NUGUID VS NUGUID
GRN L-2344 17 SCRA 449
JUNE 23, 1966
SANCHEZ, J.:
FACTS:
Rosario Nuguid , single, died in December 30, 1962.She was without descendants but was survived by her parents and siblings. On May 18, 1963, Remedios Nuguid, her sister filed in CFI a holographic will allegedly executed by Rosario on November 17, 1951 or 11 years ago, said will instituted Remedios as the universal heir thereby, compulsory heirs, the ascendants of the decedent, filed their opposition to the probate proceeding. They contend that they were illegally preterited and as a consequence, the institution is void. The court’s order held that “the will in question is a complete nullity.
ISSUE:
Whether or not the compulsory heirs were preterited , thereby rendering the holographic will void.
Whether the court may rule on the intrinsic validity of the will.
RULING:
The statute we are called upon to apply in article 854 of the civil code which states:
“The preterition or omission of one, some or all of the compulsory heirs in the direct time, whether living at the time of the execution of the will or born after the death of the testator, shall annul the institution of heir; but the d and legacies shall be valid insofar as they are not inofficious
The forced heirs, parents of the deceased, were received nothing by the testament. The one-sentence will institutes petitioner as the universal heir. No specific legacies or bequest are therein provided for. It is in this posture that we say that the nullity is complete.

## [Data rows]
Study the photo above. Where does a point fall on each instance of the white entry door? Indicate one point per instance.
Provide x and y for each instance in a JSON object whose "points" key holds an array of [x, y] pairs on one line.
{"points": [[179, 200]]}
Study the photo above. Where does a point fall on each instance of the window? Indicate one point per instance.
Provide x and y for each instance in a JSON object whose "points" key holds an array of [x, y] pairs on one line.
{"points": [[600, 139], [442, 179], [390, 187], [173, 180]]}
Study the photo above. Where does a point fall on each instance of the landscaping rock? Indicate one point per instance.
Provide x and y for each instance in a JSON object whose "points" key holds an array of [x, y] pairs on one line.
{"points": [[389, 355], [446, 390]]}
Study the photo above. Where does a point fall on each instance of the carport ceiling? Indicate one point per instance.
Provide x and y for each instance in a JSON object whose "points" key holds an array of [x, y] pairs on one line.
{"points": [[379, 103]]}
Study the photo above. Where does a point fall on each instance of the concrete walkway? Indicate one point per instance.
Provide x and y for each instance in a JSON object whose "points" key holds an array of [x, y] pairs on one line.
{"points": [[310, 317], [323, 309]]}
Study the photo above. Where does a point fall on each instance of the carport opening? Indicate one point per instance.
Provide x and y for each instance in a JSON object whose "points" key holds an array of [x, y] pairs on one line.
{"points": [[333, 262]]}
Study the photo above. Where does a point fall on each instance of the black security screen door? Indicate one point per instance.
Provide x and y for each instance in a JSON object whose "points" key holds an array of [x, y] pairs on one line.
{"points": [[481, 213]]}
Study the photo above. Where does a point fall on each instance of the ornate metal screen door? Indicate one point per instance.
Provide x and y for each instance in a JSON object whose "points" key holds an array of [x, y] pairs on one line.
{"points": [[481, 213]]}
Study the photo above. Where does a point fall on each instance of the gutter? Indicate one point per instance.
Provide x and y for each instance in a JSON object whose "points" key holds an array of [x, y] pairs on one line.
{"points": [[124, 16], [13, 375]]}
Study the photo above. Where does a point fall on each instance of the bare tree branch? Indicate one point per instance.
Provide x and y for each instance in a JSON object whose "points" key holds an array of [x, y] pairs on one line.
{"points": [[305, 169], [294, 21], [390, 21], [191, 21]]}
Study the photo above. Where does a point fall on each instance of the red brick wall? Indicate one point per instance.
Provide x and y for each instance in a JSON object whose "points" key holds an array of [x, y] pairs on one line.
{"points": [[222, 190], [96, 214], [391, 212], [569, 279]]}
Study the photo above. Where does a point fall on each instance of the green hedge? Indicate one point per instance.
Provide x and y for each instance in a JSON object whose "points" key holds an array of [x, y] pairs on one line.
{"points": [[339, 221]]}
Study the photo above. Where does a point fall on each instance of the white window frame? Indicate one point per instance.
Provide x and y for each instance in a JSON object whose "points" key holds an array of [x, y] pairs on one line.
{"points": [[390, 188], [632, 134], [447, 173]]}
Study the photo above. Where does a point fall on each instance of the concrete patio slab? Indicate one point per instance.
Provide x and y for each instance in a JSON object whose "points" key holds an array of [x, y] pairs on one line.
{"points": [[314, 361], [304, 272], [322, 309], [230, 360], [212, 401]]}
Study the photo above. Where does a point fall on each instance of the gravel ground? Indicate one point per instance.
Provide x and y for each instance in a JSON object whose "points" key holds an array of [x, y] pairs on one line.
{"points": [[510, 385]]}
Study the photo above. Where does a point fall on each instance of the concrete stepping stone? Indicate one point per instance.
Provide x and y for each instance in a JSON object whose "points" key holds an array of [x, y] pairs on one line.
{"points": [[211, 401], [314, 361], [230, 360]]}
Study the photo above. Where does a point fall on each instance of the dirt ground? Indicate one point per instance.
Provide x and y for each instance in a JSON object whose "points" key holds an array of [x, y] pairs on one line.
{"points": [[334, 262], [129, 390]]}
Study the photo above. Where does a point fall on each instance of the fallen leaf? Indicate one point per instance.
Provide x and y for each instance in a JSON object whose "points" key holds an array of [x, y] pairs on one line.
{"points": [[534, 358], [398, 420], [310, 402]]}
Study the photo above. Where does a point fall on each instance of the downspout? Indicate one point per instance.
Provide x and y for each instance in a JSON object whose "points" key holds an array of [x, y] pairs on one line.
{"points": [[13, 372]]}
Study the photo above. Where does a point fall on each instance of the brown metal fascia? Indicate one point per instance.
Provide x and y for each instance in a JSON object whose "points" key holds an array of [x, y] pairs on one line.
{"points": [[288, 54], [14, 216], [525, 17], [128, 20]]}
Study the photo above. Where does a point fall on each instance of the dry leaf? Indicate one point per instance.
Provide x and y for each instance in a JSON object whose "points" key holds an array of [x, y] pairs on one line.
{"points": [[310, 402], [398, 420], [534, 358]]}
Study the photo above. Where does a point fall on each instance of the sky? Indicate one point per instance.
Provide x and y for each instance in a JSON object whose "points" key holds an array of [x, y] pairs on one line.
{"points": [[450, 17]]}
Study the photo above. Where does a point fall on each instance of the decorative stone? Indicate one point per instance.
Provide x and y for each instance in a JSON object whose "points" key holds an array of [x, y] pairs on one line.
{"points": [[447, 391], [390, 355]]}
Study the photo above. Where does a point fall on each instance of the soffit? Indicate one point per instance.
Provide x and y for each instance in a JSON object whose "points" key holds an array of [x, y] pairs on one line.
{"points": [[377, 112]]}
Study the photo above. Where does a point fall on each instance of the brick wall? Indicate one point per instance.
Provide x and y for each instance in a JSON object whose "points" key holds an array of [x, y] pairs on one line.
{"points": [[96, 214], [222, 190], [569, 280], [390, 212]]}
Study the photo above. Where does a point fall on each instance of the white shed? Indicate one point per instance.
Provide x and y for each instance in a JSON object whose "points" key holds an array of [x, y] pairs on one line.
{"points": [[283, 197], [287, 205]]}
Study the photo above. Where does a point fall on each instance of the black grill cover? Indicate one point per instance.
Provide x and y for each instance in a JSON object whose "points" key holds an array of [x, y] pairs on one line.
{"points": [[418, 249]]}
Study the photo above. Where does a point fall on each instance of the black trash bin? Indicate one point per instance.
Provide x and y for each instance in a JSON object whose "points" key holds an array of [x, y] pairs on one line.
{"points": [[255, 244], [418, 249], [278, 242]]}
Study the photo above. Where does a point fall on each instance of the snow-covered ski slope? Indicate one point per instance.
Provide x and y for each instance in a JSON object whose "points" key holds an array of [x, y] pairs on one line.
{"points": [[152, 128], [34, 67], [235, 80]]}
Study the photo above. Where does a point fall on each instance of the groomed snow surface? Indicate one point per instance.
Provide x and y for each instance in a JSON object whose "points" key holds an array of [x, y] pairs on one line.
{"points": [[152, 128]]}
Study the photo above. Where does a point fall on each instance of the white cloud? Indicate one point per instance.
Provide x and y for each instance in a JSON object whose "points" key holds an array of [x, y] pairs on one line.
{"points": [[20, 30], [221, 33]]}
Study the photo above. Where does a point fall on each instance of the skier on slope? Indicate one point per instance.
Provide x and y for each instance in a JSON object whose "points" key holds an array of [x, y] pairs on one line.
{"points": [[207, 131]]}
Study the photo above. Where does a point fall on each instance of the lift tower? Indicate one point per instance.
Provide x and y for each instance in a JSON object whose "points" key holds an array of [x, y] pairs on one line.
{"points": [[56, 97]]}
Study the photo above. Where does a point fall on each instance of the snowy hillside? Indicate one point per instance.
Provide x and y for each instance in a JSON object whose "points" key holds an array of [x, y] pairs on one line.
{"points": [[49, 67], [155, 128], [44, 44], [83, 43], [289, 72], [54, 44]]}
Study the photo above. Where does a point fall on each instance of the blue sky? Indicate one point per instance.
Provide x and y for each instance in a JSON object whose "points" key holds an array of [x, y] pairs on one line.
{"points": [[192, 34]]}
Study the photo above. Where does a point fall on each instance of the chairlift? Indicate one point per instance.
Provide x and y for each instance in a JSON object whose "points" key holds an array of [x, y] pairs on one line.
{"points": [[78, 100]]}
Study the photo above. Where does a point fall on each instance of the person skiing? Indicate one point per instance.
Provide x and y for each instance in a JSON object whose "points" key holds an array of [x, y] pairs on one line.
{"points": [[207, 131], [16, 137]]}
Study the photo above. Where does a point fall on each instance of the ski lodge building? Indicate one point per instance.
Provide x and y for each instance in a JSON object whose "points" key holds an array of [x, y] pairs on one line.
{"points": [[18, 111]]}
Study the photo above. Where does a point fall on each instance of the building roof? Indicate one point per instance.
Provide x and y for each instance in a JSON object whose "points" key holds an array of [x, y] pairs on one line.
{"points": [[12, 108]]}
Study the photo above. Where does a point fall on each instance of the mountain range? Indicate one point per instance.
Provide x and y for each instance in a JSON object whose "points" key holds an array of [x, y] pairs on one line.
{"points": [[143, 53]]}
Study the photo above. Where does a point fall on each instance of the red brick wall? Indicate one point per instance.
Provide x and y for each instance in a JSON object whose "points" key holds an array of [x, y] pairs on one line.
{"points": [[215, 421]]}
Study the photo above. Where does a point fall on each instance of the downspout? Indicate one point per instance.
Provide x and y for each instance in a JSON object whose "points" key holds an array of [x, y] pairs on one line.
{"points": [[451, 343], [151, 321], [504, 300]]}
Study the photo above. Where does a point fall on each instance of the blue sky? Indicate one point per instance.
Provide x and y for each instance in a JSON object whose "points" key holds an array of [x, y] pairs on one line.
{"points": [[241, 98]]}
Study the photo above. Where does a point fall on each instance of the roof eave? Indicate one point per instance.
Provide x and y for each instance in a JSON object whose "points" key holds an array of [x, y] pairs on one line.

## [Challenge]
Reproduce the passage of the Nuguid case summary above that begins with the words "NUGUID VS NUGUID" and stops after the words "of the will.".

## [Response to the task]
NUGUID VS NUGUID
GRN L-2344 17 SCRA 449
JUNE 23, 1966
SANCHEZ, J.:
FACTS:
Rosario Nuguid , single, died in December 30, 1962.She was without descendants but was survived by her parents and siblings. On May 18, 1963, Remedios Nuguid, her sister filed in CFI a holographic will allegedly executed by Rosario on November 17, 1951 or 11 years ago, said will instituted Remedios as the universal heir thereby, compulsory heirs, the ascendants of the decedent, filed their opposition to the probate proceeding. They contend that they were illegally preterited and as a consequence, the institution is void. The court’s order held that “the will in question is a complete nullity.
ISSUE:
Whether or not the compulsory heirs were preterited , thereby rendering the holographic will void.
Whether the court may rule on the intrinsic validity of the will.